As paixões
acontecem, não se explicam.
As reedições de
meus livros saem iguais às primeiras, apenas as gralhas vão em constante
aumento, Paloma, que os andou relendo para saber o que os personagens comem, me
informa que os erros gráficos se contam aos milhares. Tampouco jamais buli nas
dedicatórias, também elas datadas – mesmo em se tratando de pessoas a quem
deixei de estimar nem assim lhes retirei o nome da oferenda mesmo se retirei o
indivíduo do meu bem-querer. Refiro-me, é claro, às edições brasileiras, as
traduções fogem ao meu controlo. Lá estão os nomes todos, um a um – quando
escrevi o livro estimava os admirava fulano a quem o dediquei, se depois ele se
revelou calhorda, o nome permanece na dedicatória datando a escrita e a
ingenuidade do autor.
José Saramago
não teve este entendimento.
Desde que
conheceu Pilar, as novas edições dos livros, antes dedicados a Isabel da
Nóbrega, passam a não ter essa indicação.
Num lamento,
Isabel da Nóbrega disse que foi uma atitude que não era preciso tomar.
Segundo o
jornalista Luís Leal Miranda (jornal I de 26 de Junho de 2010), Saramago pronunciou-se
por várias vezes sobre o assunto, garantindo que as dedicatórias fizeram
sentido na altura em que essas edições foram publicadas. E essas edições, já
esgotadas, permanecem em sintonia com as inclinações amorosas da altura.
Num outro
registo, Saramago salientou que as dedicatórias permanecem nas edições
correspondentes ao tempo em que os livros foram escritos.
A história é
conhecida.
Depois de ler livros
de José Saramago, principalmente O Ano da Morte de Ricardo Reis, a
jornalista espanhola Maria del Pilar ficou como que encantada.

[Itens guardados de uma coleção]
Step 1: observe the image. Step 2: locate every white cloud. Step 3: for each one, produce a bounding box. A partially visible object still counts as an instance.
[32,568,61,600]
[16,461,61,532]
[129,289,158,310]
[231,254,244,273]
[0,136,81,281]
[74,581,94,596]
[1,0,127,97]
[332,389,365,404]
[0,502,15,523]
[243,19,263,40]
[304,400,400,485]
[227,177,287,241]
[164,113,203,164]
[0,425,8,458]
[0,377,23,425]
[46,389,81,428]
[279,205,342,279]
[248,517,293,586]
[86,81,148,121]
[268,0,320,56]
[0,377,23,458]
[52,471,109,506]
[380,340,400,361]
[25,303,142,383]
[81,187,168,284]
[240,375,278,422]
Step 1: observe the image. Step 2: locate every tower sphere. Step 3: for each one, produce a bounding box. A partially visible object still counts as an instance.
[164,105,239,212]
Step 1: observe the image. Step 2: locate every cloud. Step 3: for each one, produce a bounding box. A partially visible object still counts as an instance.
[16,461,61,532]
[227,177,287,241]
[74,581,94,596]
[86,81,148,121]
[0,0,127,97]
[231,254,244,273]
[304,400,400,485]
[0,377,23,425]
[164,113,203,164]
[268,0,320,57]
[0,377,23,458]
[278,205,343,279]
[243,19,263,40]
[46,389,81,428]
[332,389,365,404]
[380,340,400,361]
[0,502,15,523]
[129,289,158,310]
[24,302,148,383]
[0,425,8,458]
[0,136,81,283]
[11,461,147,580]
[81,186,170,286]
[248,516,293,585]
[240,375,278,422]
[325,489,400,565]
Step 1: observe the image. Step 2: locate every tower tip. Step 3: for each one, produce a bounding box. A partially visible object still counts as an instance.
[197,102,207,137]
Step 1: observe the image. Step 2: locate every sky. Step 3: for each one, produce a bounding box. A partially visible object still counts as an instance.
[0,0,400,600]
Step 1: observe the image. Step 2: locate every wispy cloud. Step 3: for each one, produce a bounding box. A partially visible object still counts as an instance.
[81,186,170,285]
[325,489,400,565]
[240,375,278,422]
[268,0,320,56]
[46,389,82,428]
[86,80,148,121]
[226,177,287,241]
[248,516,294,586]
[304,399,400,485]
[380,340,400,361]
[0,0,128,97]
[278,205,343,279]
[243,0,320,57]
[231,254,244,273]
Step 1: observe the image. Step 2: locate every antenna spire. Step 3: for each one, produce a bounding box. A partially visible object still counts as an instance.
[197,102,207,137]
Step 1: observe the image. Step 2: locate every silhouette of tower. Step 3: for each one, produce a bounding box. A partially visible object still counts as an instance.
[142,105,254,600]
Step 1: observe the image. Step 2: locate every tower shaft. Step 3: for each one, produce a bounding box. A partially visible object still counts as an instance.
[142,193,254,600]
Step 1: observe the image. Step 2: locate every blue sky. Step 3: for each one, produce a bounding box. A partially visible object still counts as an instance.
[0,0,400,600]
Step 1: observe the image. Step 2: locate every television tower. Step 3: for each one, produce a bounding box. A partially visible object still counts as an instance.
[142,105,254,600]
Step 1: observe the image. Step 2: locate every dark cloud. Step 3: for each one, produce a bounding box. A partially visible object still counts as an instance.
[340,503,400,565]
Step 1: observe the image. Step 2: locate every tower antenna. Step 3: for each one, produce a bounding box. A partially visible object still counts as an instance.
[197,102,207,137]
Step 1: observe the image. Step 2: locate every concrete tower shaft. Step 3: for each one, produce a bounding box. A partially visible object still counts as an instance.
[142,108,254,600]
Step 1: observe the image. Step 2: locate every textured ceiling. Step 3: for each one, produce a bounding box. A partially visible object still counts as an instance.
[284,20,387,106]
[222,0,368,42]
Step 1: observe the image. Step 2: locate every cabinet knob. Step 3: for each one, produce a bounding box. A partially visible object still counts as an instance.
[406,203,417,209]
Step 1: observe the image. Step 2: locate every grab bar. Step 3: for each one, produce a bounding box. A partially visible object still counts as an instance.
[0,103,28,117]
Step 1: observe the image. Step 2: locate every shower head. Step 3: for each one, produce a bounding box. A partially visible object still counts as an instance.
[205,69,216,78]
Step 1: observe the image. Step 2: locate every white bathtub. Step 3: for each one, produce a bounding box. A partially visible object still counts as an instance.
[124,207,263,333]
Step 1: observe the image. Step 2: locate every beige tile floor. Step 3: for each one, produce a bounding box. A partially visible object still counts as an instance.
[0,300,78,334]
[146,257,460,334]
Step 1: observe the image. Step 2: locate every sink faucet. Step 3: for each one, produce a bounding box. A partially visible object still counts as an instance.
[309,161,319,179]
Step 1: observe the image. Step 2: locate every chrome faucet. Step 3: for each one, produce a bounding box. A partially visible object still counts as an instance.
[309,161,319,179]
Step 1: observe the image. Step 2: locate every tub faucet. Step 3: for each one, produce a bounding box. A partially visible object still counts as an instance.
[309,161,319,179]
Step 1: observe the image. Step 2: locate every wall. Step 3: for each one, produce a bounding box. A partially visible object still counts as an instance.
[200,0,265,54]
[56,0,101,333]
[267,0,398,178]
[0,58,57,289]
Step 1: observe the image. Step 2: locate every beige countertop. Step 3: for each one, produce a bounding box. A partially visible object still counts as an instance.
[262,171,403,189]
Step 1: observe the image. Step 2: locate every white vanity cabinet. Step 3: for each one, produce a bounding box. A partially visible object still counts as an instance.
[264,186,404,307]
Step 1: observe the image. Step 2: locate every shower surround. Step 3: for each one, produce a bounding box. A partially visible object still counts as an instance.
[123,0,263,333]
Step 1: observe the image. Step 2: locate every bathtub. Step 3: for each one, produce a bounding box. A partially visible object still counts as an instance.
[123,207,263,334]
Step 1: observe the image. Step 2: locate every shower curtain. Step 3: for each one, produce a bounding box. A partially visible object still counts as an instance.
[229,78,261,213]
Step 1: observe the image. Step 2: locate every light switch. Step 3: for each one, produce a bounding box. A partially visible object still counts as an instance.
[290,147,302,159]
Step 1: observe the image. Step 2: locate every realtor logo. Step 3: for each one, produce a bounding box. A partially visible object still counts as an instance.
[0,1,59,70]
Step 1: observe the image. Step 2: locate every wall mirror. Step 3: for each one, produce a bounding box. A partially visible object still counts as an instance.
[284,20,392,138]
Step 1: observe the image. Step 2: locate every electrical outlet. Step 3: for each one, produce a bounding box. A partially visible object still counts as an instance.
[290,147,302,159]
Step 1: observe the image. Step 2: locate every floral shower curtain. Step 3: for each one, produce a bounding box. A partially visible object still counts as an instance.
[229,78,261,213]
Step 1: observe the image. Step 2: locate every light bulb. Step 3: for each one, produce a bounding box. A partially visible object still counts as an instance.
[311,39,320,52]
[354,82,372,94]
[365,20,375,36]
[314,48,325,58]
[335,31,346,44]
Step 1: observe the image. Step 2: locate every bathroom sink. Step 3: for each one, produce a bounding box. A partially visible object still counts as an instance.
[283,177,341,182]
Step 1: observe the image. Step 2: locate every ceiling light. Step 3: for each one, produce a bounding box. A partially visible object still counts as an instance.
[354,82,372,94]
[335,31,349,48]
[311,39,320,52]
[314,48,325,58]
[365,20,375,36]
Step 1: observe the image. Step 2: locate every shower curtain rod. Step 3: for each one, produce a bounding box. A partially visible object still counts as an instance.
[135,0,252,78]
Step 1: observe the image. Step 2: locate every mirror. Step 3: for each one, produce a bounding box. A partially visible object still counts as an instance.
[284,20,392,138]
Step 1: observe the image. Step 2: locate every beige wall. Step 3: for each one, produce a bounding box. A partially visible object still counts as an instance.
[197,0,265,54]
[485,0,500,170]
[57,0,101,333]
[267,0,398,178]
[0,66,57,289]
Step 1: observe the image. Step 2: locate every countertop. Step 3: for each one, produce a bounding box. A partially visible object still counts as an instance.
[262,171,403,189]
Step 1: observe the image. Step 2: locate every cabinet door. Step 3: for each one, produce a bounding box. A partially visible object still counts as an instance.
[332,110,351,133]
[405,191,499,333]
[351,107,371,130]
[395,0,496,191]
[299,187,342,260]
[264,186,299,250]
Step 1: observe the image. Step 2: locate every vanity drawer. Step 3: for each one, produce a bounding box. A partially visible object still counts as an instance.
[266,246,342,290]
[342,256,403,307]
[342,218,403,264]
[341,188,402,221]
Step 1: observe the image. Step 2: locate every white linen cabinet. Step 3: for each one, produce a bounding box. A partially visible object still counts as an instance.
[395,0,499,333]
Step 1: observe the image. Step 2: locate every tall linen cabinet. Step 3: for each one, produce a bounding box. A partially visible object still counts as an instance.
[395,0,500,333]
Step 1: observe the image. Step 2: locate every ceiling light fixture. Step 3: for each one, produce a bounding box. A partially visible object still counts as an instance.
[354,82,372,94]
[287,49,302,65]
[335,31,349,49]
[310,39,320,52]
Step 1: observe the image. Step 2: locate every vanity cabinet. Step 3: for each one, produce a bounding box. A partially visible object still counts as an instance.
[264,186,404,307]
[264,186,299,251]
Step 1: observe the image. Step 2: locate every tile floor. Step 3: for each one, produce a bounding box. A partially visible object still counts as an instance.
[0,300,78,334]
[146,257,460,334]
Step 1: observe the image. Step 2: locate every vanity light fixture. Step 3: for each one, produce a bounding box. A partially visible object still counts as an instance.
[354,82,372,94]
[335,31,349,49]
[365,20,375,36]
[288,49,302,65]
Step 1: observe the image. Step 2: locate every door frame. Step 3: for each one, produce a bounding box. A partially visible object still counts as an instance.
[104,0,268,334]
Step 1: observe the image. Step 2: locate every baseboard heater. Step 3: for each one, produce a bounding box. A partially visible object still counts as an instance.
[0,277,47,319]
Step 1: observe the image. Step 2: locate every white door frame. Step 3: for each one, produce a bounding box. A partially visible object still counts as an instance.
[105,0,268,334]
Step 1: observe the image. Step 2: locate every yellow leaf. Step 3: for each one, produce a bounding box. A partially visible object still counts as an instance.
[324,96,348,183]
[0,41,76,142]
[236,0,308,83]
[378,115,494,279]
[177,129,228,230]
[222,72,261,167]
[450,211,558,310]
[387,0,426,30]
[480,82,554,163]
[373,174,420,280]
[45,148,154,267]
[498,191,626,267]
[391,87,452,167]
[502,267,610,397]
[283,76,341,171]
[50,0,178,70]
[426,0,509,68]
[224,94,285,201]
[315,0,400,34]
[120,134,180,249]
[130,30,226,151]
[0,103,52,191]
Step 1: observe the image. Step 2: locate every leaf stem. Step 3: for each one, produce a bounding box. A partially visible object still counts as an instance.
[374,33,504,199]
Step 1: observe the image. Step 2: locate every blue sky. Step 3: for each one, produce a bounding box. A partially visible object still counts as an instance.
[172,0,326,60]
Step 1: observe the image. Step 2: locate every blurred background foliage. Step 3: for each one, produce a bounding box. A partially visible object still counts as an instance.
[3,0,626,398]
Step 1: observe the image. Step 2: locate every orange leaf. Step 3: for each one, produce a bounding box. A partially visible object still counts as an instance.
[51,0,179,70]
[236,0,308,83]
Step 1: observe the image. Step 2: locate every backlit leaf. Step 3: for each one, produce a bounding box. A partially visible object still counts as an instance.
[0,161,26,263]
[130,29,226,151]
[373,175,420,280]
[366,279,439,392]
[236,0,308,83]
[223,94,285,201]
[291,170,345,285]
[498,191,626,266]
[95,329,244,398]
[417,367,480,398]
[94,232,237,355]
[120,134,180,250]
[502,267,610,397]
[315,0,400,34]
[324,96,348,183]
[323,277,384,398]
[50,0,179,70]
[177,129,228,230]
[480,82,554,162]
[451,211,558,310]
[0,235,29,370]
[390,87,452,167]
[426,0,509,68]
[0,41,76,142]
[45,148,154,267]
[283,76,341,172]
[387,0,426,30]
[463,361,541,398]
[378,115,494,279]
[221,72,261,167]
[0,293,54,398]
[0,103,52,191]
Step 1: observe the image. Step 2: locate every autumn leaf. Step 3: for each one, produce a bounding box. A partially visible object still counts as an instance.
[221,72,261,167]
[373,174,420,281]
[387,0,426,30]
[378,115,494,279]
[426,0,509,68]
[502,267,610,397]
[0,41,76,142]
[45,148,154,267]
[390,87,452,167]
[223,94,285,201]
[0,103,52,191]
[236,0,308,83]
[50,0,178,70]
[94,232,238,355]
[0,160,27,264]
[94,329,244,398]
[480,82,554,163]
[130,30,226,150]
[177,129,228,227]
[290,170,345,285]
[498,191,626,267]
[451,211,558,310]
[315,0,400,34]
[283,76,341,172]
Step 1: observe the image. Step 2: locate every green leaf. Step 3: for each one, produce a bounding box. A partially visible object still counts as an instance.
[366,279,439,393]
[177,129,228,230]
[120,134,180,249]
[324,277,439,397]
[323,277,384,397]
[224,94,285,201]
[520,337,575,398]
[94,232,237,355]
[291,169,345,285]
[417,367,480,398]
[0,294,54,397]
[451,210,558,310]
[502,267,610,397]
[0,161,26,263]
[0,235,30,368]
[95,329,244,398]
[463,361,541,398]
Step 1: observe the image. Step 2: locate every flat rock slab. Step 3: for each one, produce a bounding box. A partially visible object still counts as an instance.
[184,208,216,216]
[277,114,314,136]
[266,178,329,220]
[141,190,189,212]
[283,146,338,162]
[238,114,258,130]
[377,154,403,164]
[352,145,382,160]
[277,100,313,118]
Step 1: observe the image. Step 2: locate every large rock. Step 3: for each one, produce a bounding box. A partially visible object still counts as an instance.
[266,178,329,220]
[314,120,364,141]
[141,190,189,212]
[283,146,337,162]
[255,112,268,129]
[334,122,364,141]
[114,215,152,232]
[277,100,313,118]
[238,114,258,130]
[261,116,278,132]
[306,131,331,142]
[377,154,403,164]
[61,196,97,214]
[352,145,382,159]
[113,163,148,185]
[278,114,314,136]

*Instruções da tarefa*. Repita sem alterações o trecho do texto sobre as dedicatórias que começa nas palavras "A história é" e termina logo após "como que encantada.".

*Solução do exercício*.
A história é
conhecida.
Depois de ler livros
de José Saramago, principalmente O Ano da Morte de Ricardo Reis, a
jornalista espanhola Maria del Pilar ficou como que encantada.